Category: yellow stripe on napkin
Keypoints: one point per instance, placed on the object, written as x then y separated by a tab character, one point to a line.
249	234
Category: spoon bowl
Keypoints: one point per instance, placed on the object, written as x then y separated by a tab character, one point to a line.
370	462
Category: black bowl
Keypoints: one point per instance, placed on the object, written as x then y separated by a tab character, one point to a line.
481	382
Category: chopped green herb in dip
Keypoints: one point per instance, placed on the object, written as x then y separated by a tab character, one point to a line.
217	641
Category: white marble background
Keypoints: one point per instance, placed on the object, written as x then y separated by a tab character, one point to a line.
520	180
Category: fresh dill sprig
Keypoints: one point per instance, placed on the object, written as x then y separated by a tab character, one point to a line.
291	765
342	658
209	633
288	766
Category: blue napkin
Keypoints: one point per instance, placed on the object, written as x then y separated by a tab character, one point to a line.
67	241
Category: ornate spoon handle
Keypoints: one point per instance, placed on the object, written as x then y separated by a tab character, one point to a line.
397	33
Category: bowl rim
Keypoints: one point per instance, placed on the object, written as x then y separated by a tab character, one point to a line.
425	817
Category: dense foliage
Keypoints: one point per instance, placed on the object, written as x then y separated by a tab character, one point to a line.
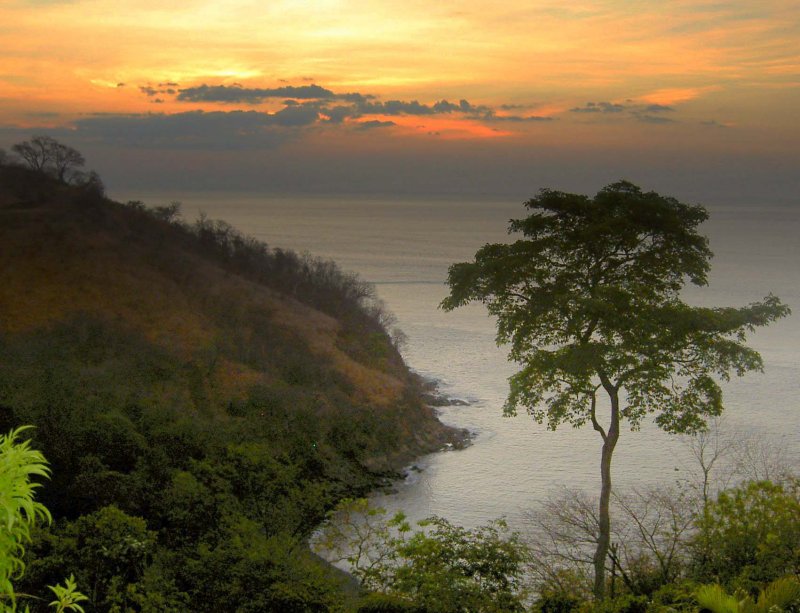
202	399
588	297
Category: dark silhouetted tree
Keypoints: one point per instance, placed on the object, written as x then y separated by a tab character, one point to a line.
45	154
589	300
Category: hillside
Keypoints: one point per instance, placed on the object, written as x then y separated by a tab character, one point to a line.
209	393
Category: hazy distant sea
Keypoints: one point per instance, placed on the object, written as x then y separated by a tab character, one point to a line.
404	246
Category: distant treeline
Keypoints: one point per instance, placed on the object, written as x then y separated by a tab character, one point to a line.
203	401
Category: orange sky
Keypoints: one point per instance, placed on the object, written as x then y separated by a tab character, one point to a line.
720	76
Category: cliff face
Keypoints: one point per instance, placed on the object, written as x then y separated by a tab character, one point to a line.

**********

## OBJECTIVE:
Rewrite the rows between the line holding "Category: dense foliage" and the end of the rows, inclusive, with "tab character" changed to "tab stop" and nothing else altered. Leave the pictures out of your answer.

## ANSWER FOR THE TASK:
Category: dense foliage
Keypoints: one point per instance, placed on the object, written as x then y separated by a tab stop, one point to a line.
202	399
588	297
Category: dark silhouetted tree
Keypoints: one point per instance, placed on the object, written as x then y separated by a tab stop, one point to a line.
45	154
589	300
Category: hillside
Keypoints: one point per instance, placed on the object, written as x then y separated by a tab stop, one point to a line.
209	393
Category: hazy distant sea
Keypoints: one point per instance, placed on the object, written as x then y separated by a tab stop, one point to a line.
404	246
Category: distant treeline
Keypoints: one point per instance, placed on the object, written as x then y separated by a tab stop, one point to a line.
203	401
Category: orange sky
Keypoints: one point per instance, placed on the object, written as x then y separated by a tab stop, one point to a line.
720	76
Category: cliff face
Keypoints: one point per instance, placed on the object, written as x then y separated by a tab stop, one point to a line.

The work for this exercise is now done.